__Extracted material__:
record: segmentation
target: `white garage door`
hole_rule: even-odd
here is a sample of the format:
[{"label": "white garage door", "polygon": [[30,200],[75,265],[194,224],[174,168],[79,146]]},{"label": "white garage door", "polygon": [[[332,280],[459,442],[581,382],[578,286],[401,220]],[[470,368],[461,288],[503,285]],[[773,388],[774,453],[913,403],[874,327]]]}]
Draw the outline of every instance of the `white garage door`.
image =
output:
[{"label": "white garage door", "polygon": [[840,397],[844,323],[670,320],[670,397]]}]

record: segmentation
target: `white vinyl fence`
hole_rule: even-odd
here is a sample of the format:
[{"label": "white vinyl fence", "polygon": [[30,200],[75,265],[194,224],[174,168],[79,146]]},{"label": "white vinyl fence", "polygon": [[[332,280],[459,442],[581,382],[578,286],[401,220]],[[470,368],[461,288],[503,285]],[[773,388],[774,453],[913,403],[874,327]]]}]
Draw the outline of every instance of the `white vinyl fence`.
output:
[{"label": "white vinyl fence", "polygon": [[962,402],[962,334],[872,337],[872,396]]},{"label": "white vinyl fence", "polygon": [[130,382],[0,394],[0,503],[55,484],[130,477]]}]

__Given request__: Recast all of the material above as a numbered list with one line per item, leaving out the blank lines.

__Result__:
1. record: segmentation
2. target: `white garage door`
3. hole_rule: even-odd
4. here is a sample of the format:
5. [{"label": "white garage door", "polygon": [[30,200],[75,265],[194,224],[174,168],[79,146]]},{"label": "white garage door", "polygon": [[[332,280],[459,442],[581,382],[578,286],[401,220]],[[470,368],[461,288],[503,285]],[[773,388],[774,453],[913,403],[874,327]]]}]
6. Draw the outline of every instance of the `white garage door`.
7. image =
8. output:
9. [{"label": "white garage door", "polygon": [[840,397],[844,323],[670,320],[670,397]]}]
10. record: segmentation
11. target: `white vinyl fence`
12. hole_rule: even-odd
13. here is a sample of the format:
14. [{"label": "white vinyl fence", "polygon": [[30,200],[75,265],[194,224],[174,168],[79,146]]},{"label": "white vinyl fence", "polygon": [[[332,280],[459,442],[581,382],[578,286],[401,220]],[[470,368],[461,288],[503,285]],[[773,388],[774,453],[913,403],[874,327]]]}]
15. Draw the outline of every instance of the `white vinyl fence`.
16. output:
17. [{"label": "white vinyl fence", "polygon": [[962,402],[962,334],[872,337],[872,396]]},{"label": "white vinyl fence", "polygon": [[130,382],[0,394],[0,503],[55,484],[130,477]]}]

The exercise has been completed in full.